Aim of the task = Copy out every line below that contains the word "sleeve". Match case exactly.

--------------------------------------------------

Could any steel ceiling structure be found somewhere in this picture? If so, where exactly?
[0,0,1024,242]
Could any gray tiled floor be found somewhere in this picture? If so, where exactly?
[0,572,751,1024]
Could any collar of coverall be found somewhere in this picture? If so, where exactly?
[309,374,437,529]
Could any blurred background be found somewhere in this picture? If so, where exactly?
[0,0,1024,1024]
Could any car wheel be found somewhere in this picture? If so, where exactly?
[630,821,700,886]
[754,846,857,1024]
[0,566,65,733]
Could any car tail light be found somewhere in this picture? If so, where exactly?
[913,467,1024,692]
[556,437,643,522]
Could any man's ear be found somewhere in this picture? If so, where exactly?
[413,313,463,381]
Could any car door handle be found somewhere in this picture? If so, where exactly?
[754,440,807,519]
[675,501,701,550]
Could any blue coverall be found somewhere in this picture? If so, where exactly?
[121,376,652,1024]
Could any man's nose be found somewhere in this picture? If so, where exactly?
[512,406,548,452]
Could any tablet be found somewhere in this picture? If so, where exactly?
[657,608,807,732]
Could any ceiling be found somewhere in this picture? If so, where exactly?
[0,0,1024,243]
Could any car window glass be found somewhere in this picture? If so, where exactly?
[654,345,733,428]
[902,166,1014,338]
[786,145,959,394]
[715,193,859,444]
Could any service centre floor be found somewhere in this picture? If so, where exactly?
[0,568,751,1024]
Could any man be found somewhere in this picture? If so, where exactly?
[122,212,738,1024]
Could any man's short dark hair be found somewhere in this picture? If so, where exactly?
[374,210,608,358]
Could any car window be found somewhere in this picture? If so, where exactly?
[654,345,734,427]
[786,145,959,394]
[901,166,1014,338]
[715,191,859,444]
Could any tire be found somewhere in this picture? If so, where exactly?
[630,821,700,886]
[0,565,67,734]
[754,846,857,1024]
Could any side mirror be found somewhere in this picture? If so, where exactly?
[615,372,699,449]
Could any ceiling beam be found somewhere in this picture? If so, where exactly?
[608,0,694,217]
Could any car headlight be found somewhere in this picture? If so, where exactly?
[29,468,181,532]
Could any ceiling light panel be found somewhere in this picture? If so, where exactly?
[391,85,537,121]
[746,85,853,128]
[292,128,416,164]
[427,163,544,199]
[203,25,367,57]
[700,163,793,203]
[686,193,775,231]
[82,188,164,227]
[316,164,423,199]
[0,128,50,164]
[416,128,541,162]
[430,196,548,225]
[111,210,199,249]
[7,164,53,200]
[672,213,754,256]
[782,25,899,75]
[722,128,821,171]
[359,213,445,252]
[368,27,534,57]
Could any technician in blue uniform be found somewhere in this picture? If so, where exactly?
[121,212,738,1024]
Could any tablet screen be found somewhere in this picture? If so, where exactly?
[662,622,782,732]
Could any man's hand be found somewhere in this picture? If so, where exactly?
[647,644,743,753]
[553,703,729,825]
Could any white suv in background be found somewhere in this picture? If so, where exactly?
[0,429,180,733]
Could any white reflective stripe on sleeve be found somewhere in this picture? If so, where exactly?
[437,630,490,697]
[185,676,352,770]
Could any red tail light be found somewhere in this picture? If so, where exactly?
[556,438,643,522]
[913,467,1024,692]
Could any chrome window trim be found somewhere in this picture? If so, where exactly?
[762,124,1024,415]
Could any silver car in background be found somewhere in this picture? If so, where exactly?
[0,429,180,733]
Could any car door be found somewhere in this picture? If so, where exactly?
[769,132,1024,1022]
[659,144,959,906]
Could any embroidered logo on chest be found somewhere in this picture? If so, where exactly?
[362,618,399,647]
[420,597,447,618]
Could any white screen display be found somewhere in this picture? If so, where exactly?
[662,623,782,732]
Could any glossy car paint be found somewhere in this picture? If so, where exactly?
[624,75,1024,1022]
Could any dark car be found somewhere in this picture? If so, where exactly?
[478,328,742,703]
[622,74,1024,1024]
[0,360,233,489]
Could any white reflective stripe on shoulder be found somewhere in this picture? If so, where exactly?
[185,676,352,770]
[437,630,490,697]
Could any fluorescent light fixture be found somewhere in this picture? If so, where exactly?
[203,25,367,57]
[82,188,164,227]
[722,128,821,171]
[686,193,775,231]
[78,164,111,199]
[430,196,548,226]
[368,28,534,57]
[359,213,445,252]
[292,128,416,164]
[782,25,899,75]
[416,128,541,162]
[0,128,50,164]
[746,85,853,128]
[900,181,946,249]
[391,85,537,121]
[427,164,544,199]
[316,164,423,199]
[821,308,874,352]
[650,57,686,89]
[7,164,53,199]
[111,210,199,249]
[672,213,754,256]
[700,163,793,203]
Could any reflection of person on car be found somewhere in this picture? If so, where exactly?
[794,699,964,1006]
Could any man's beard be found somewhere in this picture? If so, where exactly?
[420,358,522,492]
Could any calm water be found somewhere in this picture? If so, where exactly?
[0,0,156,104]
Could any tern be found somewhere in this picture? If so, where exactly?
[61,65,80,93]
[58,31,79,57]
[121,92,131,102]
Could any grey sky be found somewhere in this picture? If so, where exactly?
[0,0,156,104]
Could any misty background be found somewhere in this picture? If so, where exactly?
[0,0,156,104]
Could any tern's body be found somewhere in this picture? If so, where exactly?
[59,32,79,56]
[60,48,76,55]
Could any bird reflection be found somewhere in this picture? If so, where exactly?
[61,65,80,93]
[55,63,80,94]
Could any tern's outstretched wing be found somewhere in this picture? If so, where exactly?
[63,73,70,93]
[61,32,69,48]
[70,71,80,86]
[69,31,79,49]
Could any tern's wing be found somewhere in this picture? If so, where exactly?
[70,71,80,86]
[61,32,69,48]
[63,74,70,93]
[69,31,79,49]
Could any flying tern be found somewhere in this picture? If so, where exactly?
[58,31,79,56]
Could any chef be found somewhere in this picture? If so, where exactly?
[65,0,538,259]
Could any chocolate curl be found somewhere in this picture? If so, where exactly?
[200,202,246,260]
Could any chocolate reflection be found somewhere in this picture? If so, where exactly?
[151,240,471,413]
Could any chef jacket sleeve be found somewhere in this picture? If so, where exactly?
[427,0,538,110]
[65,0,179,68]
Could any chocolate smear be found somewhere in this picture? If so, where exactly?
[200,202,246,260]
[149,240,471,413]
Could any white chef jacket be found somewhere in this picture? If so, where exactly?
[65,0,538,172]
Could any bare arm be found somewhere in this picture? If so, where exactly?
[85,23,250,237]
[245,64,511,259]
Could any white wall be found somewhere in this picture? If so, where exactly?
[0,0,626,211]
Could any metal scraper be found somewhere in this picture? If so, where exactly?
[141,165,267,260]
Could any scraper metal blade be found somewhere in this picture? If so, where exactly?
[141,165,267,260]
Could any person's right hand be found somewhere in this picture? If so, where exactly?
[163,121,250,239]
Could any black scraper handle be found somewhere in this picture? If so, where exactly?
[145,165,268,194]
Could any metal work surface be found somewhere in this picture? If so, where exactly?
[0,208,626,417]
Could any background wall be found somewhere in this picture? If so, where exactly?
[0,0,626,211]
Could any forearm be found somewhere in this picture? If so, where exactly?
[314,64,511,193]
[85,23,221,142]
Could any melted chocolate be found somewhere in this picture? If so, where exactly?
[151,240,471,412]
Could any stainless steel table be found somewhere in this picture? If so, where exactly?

--------------------------------------------------

Exercise answer =
Could any white reflective stripe on sleeve be found somewhere in this picture? If so, where exactly?
Could any chef jacket sleeve be found somewhere in this picture? If so, where exactly?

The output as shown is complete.